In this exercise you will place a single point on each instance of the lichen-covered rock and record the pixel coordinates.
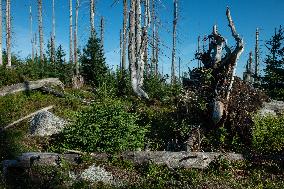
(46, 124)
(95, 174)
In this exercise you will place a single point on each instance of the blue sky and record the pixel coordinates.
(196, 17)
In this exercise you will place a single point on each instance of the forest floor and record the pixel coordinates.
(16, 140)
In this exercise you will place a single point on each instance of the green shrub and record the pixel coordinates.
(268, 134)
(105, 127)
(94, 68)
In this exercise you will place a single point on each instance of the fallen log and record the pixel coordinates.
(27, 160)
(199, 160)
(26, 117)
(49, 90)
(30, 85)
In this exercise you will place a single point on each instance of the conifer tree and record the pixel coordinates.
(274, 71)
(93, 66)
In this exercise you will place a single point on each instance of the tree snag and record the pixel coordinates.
====================
_What the exercise asks_
Copy out every row above with "pixel coordinates" swapped for "image coordinates" wherever it occurs, changing nothing else, and leave the pictures out.

_Final result_
In this exercise you will place a single point on each instance of the lichen-covered rock and record the image coordinates.
(46, 124)
(95, 174)
In this exercise you will place a single point on each instance of the blue sky and record the image coordinates.
(196, 17)
In this exercise you will place a single point on each instance of the forest floor and record the image coordinates.
(16, 140)
In this exercise you will place a single point on each instance of the green shrub and record the image coordinates.
(268, 134)
(105, 127)
(94, 68)
In this exercise you will place a single point on each instance of the fallen log and record the image coordinates.
(27, 160)
(199, 160)
(26, 117)
(49, 90)
(30, 85)
In this exercise you will place a single point on each instance of the conifer tree and record the image coordinates.
(274, 71)
(93, 66)
In this exercise you will place a single point on each instance of the tree snag and record the image coordinates.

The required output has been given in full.